WORK REQUEST: Pull each line holding "engine" out of the entries below.

(Saved entries)
◆ ◆ ◆ ◆
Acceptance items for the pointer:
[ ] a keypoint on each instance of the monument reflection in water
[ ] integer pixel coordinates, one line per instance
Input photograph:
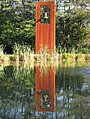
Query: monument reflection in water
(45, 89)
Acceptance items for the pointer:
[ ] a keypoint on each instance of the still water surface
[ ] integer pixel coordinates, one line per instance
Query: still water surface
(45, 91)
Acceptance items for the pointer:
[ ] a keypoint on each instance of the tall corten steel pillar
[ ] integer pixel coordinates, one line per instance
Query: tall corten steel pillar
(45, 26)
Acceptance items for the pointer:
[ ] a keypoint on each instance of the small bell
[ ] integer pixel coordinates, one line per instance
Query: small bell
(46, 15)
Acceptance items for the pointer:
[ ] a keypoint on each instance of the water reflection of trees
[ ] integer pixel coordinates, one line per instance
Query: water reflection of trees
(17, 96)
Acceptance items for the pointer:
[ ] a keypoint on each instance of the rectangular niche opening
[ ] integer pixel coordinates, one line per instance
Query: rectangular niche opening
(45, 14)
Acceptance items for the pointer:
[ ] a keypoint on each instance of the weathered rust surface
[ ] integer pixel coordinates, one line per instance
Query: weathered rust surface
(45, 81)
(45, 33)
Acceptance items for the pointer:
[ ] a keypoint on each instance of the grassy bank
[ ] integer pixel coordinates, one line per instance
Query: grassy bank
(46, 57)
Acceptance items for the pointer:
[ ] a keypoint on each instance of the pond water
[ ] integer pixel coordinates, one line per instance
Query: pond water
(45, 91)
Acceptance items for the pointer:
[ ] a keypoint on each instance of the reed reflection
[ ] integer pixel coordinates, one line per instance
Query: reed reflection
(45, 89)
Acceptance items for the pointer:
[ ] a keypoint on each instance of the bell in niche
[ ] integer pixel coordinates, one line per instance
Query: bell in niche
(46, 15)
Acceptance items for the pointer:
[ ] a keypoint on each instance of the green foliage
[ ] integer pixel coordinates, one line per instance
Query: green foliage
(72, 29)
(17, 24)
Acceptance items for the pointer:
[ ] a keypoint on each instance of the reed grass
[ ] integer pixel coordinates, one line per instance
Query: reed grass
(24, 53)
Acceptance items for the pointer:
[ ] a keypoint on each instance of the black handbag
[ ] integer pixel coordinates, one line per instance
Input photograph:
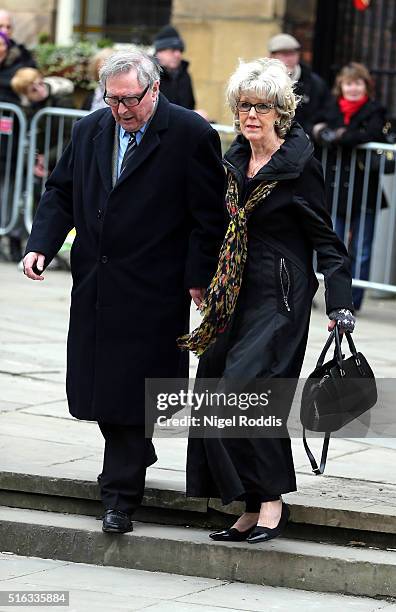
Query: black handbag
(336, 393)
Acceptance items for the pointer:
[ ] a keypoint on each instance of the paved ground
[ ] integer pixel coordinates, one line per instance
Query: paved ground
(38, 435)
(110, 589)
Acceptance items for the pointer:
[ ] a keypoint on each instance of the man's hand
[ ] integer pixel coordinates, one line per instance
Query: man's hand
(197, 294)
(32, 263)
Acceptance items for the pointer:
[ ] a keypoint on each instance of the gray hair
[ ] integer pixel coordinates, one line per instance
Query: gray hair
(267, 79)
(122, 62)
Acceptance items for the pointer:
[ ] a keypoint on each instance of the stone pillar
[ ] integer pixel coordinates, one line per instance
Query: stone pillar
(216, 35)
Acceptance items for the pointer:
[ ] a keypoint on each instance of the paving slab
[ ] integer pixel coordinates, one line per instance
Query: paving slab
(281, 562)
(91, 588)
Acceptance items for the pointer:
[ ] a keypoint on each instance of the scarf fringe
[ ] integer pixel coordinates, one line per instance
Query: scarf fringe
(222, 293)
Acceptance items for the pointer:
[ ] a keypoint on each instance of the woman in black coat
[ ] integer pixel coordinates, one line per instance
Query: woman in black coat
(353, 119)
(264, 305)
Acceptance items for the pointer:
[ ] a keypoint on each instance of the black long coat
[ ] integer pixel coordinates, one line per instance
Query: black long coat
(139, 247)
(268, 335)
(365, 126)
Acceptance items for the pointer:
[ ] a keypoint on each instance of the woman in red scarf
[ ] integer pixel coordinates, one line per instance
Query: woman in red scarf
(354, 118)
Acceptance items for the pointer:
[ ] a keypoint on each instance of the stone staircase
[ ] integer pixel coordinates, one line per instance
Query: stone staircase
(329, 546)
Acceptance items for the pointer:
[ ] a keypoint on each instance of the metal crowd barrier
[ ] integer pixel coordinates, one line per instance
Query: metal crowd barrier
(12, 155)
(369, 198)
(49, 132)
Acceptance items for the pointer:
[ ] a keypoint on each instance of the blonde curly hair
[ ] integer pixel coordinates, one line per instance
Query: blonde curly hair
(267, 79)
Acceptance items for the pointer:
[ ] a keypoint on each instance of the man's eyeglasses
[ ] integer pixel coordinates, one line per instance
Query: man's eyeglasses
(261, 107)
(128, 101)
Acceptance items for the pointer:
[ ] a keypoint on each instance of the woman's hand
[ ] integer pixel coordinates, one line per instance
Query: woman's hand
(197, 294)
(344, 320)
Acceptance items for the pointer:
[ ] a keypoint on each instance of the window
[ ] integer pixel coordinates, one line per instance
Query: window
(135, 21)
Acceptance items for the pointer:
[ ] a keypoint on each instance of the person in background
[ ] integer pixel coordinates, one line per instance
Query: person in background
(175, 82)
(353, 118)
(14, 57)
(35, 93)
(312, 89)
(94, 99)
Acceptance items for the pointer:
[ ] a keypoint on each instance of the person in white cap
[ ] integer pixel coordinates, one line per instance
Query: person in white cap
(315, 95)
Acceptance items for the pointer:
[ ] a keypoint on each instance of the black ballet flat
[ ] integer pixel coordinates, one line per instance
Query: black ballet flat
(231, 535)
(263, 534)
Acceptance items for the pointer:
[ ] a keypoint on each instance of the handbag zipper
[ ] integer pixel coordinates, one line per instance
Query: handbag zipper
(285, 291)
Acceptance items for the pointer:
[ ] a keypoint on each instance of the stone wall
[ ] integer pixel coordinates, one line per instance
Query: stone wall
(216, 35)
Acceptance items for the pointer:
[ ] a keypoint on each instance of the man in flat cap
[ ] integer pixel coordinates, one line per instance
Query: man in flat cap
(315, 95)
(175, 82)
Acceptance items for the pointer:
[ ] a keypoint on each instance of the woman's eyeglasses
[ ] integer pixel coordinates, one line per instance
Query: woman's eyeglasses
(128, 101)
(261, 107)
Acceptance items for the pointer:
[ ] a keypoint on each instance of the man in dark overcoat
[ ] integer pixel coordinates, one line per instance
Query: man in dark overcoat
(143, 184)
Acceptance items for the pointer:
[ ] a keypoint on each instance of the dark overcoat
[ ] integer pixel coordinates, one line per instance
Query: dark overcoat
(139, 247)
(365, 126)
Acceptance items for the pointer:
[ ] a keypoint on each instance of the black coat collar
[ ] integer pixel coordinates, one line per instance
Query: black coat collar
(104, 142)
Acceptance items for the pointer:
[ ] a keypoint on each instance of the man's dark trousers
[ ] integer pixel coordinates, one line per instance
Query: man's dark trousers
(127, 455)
◆ ◆ ◆ ◆
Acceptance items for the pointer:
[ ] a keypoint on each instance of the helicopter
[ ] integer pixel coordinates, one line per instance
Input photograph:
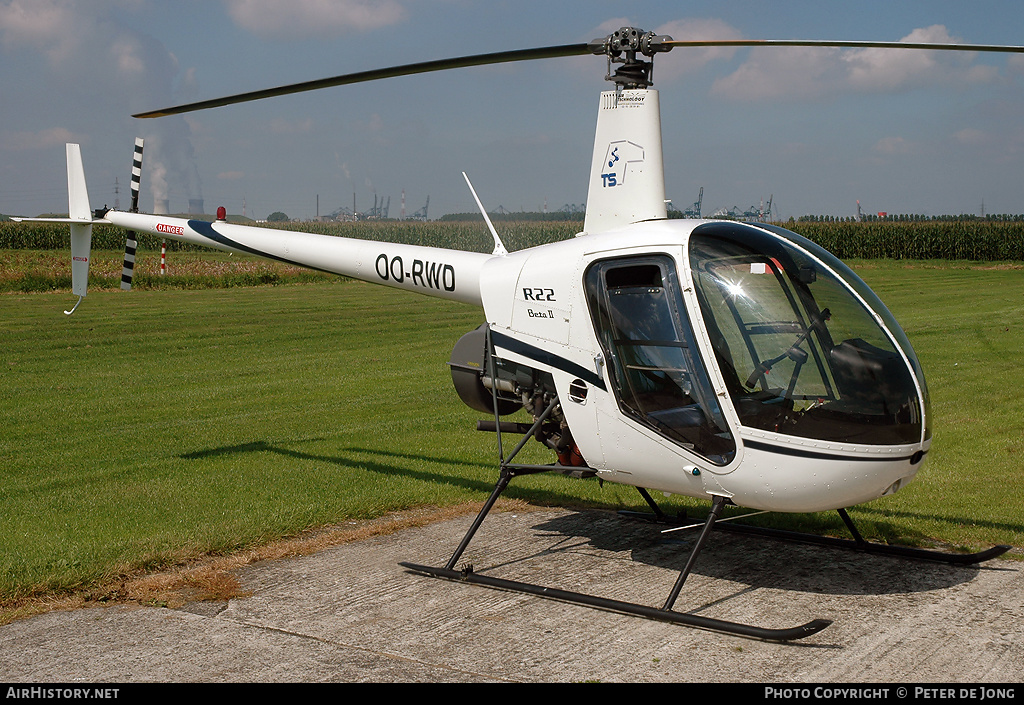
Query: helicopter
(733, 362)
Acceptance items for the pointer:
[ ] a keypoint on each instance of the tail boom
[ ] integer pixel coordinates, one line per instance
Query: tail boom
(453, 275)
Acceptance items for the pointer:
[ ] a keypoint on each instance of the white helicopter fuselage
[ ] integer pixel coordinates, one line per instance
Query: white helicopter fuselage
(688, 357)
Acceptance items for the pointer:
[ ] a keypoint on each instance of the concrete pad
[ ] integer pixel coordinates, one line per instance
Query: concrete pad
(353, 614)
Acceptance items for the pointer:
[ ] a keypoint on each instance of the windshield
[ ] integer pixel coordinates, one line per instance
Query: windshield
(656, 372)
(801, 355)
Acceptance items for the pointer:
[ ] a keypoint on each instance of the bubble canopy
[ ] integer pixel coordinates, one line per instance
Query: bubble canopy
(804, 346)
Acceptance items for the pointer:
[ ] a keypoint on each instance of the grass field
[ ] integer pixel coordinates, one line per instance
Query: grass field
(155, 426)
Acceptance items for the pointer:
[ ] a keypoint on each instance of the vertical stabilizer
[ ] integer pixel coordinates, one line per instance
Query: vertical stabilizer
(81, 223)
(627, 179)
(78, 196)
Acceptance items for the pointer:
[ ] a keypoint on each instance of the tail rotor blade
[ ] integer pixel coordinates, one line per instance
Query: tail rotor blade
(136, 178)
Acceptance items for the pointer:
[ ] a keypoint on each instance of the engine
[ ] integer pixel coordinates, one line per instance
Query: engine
◆ ◆ ◆ ◆
EXERCISE ANSWER:
[ ] a keypoint on each instance of the engine
Query: engine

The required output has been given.